Transforms（转换（Transforms））¶

Python¶

Combine shapefiles and convert to GeoJSON¶

How do I combine multiple shapefiles and convert them to GeoJSON format?

This code uses the geospatial_tools library to read multiple shapefiles, convert their geometries to GeoJSON format, and combine them into a single PySpark DataFrame. It also computes the centroid of each geometry and converts it to a geohash.

from transforms.api import transform, Input, Output
from geospatial_tools import geospatial
from geospatial_tools.functions import clean_geometry, centroid, geojson_to_geohash
import tempfile
import shutil
import geopandas as gpd
from pyspark.sql import types as T
from pyspark.sql import functions as F
import json
from shapely.geometry import mapping


@geospatial()
@transform(
    output=Output(),
    input_data=Input(),
)
def compute(ctx, input_data, output):
    fs = input_data.filesystem()

* Recorded information *
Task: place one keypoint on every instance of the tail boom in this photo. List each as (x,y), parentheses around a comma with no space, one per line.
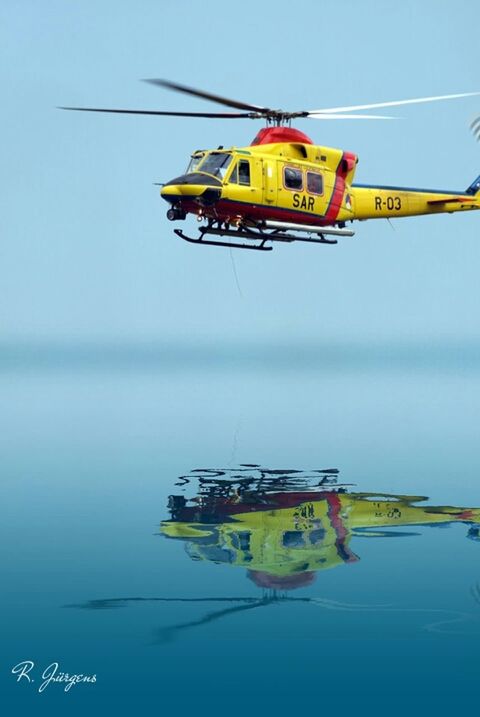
(382,202)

* Stated exercise *
Answer these from the shapefile page above:
(a) Which library does the page say the code uses to read the shapefiles?
(b) What is the centroid of each geometry converted to?
(c) Under what short name is geopandas imported?

* Exercise output *
(a) The geospatial_tools library.
(b) A geohash.
(c) gpd.